Start of DATA PROVIDED
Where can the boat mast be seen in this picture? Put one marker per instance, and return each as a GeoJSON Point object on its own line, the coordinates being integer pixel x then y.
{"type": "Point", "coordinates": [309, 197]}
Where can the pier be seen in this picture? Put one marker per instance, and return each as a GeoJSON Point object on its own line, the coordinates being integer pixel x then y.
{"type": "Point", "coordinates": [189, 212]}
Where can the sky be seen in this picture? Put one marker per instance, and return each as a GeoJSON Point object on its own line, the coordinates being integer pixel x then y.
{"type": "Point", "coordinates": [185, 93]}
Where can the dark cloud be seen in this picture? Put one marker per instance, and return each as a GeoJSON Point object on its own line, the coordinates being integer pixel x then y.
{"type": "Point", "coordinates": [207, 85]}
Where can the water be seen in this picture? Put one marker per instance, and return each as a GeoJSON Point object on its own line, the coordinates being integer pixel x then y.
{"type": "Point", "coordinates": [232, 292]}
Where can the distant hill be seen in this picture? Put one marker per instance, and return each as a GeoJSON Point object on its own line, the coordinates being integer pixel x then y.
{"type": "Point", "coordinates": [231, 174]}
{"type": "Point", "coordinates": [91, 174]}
End of DATA PROVIDED
PROBLEM DESCRIPTION
Exactly the lines from the one containing "Where can the distant" through the end of the records above are to be printed, and no others.

WRITTEN ANSWER
Where can the distant hill be seen in this picture? Put one marker per instance, and return each as a GeoJSON Point object on its own line, the coordinates being integer pixel x then y.
{"type": "Point", "coordinates": [231, 174]}
{"type": "Point", "coordinates": [91, 174]}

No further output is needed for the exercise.